Region pointing data:
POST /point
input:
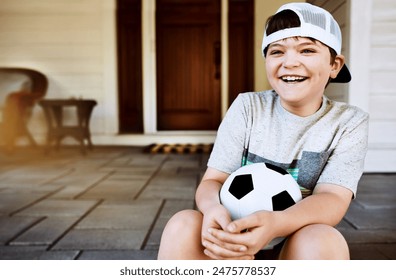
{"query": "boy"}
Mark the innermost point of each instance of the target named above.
(294, 126)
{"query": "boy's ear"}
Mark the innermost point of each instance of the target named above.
(339, 61)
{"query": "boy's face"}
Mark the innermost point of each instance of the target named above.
(299, 69)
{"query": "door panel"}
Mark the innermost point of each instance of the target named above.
(188, 64)
(129, 66)
(241, 48)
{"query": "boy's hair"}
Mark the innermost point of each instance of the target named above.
(288, 19)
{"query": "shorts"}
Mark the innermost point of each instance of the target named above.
(270, 254)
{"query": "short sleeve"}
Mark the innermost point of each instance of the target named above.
(346, 162)
(229, 145)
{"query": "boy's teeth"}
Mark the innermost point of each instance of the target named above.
(292, 78)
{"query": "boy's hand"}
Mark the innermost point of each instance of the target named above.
(217, 218)
(252, 232)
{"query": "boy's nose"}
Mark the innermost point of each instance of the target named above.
(290, 60)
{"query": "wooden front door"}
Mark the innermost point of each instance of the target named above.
(129, 43)
(188, 64)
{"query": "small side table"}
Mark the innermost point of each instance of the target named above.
(53, 110)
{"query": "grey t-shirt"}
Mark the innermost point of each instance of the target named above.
(326, 147)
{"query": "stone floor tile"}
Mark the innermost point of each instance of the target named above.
(170, 208)
(47, 231)
(366, 252)
(137, 215)
(57, 207)
(369, 236)
(186, 192)
(378, 218)
(21, 252)
(102, 239)
(59, 255)
(12, 202)
(10, 227)
(389, 250)
(115, 190)
(118, 255)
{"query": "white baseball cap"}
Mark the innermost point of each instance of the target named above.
(315, 23)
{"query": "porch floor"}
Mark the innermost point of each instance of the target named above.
(114, 202)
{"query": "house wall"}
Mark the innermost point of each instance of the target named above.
(74, 43)
(382, 94)
(66, 41)
(370, 46)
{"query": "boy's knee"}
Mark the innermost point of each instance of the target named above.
(183, 220)
(316, 241)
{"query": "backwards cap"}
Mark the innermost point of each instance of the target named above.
(316, 23)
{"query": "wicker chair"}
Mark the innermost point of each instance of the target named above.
(20, 89)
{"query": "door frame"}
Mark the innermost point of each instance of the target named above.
(149, 66)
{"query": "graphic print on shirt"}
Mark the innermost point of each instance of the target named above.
(306, 171)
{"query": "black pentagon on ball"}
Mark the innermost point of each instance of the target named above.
(241, 185)
(281, 201)
(276, 168)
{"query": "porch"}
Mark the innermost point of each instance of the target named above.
(113, 203)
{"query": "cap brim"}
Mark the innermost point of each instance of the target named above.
(344, 76)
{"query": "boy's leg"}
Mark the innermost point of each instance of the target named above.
(317, 241)
(181, 239)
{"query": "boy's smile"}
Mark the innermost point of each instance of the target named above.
(299, 69)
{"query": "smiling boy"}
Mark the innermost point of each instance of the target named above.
(296, 127)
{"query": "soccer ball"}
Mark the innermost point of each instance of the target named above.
(259, 186)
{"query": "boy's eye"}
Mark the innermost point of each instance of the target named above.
(275, 52)
(308, 51)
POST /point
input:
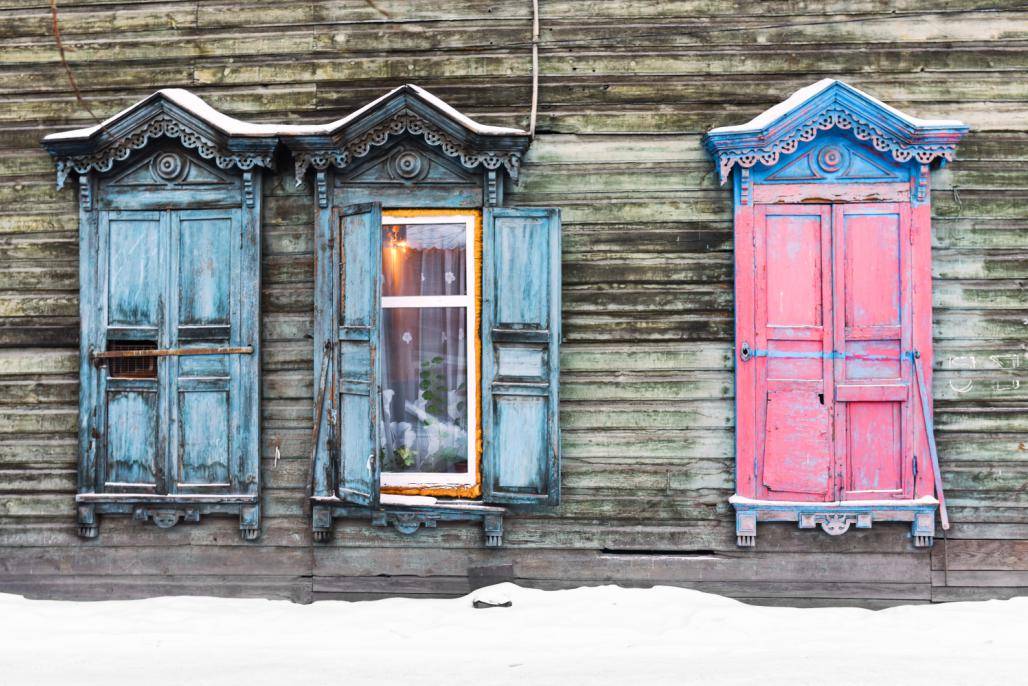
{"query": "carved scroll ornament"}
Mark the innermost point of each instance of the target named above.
(405, 122)
(834, 117)
(158, 127)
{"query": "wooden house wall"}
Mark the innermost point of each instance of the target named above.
(627, 88)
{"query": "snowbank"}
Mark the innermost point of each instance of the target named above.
(588, 636)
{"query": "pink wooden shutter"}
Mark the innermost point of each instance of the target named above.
(873, 330)
(793, 298)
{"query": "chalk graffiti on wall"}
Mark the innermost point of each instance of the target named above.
(986, 365)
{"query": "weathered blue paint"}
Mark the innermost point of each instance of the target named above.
(406, 152)
(360, 366)
(132, 437)
(520, 321)
(168, 265)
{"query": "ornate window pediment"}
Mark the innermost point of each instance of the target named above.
(830, 105)
(170, 113)
(412, 111)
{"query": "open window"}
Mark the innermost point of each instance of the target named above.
(170, 267)
(438, 317)
(833, 287)
(431, 352)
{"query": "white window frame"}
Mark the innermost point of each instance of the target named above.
(431, 479)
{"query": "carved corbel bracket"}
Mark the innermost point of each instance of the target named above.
(166, 517)
(405, 522)
(835, 524)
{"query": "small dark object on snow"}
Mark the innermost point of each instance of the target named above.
(479, 605)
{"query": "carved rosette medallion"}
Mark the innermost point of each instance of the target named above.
(169, 167)
(408, 166)
(831, 158)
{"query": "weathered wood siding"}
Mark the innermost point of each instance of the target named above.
(627, 88)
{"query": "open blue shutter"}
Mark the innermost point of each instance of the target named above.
(520, 356)
(359, 397)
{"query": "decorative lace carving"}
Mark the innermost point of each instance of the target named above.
(833, 117)
(410, 123)
(160, 125)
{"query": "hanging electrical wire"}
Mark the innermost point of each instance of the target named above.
(535, 67)
(64, 61)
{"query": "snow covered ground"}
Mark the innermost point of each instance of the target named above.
(588, 636)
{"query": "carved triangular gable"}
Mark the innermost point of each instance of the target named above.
(171, 113)
(797, 170)
(832, 105)
(403, 113)
(865, 168)
(171, 167)
(410, 163)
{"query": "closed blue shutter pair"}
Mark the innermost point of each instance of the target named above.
(520, 355)
(178, 424)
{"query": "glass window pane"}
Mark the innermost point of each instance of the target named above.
(425, 390)
(424, 259)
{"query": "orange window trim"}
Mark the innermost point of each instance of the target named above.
(472, 491)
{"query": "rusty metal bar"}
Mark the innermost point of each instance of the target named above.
(929, 429)
(172, 352)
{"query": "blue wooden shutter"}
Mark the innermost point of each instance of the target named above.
(212, 398)
(359, 370)
(129, 431)
(520, 356)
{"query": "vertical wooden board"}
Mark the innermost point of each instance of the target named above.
(873, 328)
(205, 271)
(875, 447)
(134, 268)
(132, 436)
(520, 320)
(798, 446)
(792, 299)
(359, 366)
(522, 430)
(522, 272)
(872, 268)
(205, 438)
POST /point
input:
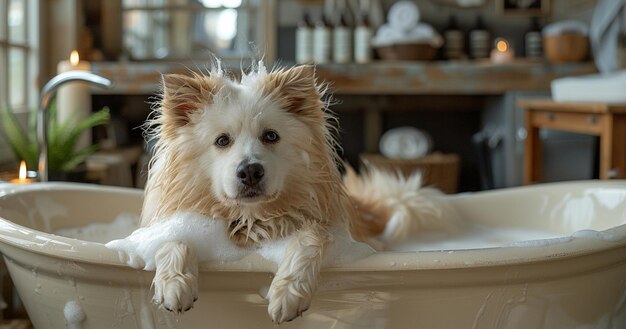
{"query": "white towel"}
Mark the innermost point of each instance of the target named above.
(403, 16)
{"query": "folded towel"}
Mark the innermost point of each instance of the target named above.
(403, 16)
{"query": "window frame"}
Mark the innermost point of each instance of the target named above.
(29, 47)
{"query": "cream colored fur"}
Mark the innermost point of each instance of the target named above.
(400, 204)
(301, 193)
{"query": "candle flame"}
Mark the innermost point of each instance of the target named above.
(74, 59)
(502, 46)
(22, 172)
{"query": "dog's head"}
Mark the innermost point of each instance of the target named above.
(251, 140)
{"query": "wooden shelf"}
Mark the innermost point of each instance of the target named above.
(378, 78)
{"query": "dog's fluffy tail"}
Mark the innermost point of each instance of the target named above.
(392, 207)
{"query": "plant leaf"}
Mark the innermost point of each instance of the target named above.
(18, 139)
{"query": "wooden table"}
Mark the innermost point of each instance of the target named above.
(607, 121)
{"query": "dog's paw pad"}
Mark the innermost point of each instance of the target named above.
(285, 302)
(176, 294)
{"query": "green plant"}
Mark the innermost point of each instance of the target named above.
(62, 137)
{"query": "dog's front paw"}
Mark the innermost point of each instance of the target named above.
(176, 280)
(288, 299)
(175, 293)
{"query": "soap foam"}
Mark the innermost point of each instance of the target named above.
(474, 236)
(209, 238)
(74, 315)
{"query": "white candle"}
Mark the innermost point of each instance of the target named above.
(22, 175)
(73, 99)
(503, 52)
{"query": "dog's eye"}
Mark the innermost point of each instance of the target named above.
(270, 137)
(222, 141)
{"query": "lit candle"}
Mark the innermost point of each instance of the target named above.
(73, 101)
(503, 52)
(22, 175)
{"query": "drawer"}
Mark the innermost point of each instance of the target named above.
(586, 123)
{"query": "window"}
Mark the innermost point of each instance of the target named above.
(18, 59)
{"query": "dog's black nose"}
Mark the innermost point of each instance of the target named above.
(250, 174)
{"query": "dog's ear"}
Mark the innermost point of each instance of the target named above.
(296, 89)
(184, 94)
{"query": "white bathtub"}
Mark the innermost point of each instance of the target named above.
(575, 282)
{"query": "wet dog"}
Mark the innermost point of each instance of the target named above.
(259, 153)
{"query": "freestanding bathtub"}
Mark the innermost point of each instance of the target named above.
(578, 281)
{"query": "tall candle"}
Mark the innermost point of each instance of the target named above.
(502, 53)
(73, 100)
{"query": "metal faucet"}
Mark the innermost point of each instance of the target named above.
(42, 115)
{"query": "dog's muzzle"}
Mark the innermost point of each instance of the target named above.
(250, 174)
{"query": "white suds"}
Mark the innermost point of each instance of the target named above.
(74, 315)
(473, 236)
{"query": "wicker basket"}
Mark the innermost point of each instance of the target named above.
(407, 52)
(438, 170)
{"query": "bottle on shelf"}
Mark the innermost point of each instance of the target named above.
(304, 40)
(363, 40)
(342, 38)
(479, 40)
(322, 44)
(454, 47)
(533, 41)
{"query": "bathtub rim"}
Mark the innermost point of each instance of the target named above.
(96, 253)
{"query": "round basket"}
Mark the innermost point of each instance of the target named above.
(438, 170)
(564, 48)
(407, 52)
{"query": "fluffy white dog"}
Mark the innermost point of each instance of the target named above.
(259, 153)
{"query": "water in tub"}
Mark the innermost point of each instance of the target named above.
(138, 245)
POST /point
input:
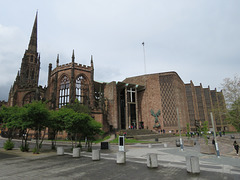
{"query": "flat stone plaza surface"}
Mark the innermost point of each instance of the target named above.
(171, 164)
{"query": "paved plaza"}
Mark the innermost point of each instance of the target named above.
(171, 160)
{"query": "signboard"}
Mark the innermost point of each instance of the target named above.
(121, 143)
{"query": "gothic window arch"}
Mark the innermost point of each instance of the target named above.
(32, 75)
(82, 89)
(64, 91)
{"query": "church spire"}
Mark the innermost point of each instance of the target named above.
(32, 46)
(73, 57)
(57, 60)
(92, 60)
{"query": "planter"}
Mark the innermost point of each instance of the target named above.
(207, 149)
(76, 152)
(189, 143)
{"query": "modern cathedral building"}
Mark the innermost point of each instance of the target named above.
(118, 105)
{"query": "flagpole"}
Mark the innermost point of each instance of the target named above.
(144, 57)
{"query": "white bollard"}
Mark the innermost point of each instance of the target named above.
(121, 157)
(60, 151)
(76, 152)
(95, 155)
(192, 163)
(152, 161)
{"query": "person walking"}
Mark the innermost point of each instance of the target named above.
(236, 146)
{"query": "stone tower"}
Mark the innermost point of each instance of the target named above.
(25, 88)
(29, 73)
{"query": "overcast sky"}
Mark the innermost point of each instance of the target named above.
(199, 39)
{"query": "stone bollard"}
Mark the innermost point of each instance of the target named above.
(192, 163)
(152, 161)
(60, 151)
(121, 157)
(95, 155)
(76, 152)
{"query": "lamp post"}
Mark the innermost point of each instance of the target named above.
(215, 139)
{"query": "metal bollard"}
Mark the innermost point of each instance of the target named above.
(60, 151)
(95, 155)
(76, 152)
(152, 161)
(121, 157)
(192, 163)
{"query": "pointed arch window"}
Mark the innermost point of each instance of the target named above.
(28, 98)
(64, 91)
(82, 90)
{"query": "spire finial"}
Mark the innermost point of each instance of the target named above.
(73, 56)
(57, 60)
(33, 40)
(92, 60)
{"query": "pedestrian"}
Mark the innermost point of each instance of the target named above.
(236, 146)
(213, 142)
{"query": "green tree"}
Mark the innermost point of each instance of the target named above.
(231, 91)
(56, 124)
(38, 116)
(92, 128)
(233, 115)
(11, 119)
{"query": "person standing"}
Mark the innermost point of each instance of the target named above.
(236, 146)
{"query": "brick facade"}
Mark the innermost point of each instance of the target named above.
(118, 105)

Task prompt:
Scan the records above. Return every line with "fluffy" in it.

Response:
{"query": "dog's fluffy tail"}
{"query": "fluffy white dog"}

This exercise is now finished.